-- Material for this task start --

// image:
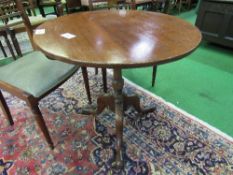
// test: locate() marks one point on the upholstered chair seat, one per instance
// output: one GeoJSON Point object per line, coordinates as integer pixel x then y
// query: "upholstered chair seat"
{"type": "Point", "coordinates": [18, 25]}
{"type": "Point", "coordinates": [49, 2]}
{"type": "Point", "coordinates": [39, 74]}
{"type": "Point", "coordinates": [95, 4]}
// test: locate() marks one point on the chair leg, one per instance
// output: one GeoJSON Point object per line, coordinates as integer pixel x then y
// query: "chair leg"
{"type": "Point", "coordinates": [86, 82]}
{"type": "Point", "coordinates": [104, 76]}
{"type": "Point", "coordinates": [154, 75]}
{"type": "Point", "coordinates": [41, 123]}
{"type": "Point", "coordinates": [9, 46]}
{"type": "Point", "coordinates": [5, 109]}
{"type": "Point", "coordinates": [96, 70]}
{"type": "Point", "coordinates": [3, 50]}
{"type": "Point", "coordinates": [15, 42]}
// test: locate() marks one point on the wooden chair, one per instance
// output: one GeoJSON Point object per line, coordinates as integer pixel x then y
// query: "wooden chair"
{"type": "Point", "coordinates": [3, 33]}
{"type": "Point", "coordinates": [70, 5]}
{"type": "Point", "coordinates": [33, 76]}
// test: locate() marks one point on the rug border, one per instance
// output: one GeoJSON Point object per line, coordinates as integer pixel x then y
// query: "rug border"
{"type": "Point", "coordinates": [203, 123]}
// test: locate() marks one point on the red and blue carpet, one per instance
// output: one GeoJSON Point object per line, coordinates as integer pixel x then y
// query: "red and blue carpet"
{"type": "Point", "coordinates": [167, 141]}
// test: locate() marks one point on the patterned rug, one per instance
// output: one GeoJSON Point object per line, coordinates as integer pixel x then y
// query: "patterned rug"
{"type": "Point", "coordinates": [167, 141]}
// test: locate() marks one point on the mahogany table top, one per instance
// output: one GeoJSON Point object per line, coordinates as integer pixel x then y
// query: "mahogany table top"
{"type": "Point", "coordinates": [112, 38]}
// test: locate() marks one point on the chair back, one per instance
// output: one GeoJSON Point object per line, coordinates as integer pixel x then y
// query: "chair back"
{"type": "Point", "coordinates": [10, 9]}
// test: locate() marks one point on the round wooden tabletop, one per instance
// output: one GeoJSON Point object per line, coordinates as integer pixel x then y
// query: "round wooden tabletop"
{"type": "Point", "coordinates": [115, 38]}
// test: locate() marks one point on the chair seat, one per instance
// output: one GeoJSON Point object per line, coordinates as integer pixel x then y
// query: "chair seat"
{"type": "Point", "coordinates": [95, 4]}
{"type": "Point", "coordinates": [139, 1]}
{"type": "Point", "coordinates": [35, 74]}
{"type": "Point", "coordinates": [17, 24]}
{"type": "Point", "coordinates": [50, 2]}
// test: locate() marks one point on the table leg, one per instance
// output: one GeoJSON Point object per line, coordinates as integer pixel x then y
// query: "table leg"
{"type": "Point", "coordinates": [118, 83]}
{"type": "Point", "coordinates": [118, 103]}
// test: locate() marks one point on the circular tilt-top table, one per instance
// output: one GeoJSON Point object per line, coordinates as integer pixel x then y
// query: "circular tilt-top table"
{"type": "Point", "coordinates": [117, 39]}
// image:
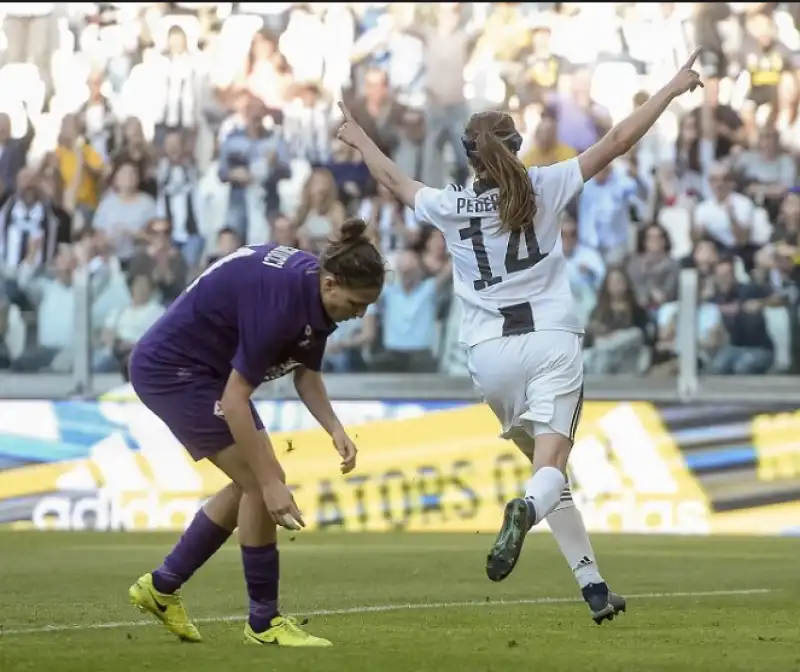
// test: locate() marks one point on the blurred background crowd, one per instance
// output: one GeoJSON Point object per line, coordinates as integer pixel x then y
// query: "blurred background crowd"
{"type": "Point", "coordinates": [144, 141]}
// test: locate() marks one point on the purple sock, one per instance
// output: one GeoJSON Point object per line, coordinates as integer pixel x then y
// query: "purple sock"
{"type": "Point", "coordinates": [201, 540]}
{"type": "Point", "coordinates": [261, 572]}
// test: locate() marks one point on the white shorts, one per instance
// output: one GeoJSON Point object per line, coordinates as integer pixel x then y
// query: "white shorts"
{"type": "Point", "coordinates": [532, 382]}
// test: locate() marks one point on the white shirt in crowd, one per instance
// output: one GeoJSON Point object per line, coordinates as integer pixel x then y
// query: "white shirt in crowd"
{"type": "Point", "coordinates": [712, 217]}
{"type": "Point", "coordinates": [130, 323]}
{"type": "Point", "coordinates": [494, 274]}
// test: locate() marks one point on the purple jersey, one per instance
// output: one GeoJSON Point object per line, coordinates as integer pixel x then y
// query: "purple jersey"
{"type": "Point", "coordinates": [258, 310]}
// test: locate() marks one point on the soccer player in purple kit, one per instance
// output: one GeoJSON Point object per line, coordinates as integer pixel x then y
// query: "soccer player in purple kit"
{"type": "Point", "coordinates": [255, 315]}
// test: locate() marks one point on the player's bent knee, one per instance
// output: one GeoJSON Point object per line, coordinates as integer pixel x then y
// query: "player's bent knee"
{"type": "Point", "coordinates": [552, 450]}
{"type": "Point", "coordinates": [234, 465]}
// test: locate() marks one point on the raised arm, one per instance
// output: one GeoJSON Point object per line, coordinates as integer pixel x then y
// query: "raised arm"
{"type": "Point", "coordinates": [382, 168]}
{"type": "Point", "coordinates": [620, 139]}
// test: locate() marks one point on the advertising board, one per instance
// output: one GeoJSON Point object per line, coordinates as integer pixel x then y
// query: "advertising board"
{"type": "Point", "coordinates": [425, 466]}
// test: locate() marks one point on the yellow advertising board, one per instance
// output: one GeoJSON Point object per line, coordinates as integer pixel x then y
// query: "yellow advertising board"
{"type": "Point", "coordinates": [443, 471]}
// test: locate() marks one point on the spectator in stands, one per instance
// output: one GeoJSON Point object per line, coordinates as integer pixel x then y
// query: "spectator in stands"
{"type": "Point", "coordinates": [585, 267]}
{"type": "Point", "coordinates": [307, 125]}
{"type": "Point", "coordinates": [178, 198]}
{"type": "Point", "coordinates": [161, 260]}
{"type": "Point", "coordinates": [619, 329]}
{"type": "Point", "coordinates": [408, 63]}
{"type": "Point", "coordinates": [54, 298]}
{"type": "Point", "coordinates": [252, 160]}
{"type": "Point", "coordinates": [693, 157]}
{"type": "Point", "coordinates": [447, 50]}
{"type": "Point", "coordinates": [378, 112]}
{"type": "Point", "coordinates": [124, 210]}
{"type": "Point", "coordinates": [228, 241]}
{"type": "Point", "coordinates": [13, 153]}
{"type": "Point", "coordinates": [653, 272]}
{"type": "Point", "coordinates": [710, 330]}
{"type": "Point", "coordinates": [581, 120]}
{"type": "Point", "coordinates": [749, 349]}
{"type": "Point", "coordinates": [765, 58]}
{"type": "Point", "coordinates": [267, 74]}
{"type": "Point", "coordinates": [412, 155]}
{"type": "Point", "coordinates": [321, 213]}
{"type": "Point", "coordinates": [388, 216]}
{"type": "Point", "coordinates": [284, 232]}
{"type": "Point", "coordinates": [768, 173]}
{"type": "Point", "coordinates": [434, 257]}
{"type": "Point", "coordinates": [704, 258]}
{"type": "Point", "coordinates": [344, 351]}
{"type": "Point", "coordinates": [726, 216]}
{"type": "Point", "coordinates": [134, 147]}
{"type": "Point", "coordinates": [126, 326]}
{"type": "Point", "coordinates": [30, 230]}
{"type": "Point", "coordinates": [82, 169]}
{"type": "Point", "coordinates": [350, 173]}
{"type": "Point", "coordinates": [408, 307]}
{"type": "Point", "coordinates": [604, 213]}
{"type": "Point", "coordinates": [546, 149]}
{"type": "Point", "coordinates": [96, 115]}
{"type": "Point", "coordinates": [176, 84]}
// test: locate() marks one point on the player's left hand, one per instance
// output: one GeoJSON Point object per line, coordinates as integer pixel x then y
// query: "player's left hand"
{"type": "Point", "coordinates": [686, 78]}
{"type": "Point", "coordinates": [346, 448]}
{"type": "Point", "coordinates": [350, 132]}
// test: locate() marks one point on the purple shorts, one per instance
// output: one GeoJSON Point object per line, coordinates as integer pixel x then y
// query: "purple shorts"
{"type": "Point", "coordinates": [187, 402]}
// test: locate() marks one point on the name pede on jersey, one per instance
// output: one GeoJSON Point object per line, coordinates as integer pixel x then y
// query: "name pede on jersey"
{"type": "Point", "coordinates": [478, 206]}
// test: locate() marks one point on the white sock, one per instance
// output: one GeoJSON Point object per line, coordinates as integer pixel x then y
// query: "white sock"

-- Material for this task end --

The task –
Convert the stretch from the line containing "white sock, one per instance" through the end of the material above into a JSON list of strings, with one string per line and blank lines omitted.

Solution for this exercise –
[
  "// test: locate() marks one point on the white sock, one per instance",
  "// output: one GeoJSON Point object per line, coordinates as integer pixel x then y",
  "// query: \"white sock\""
]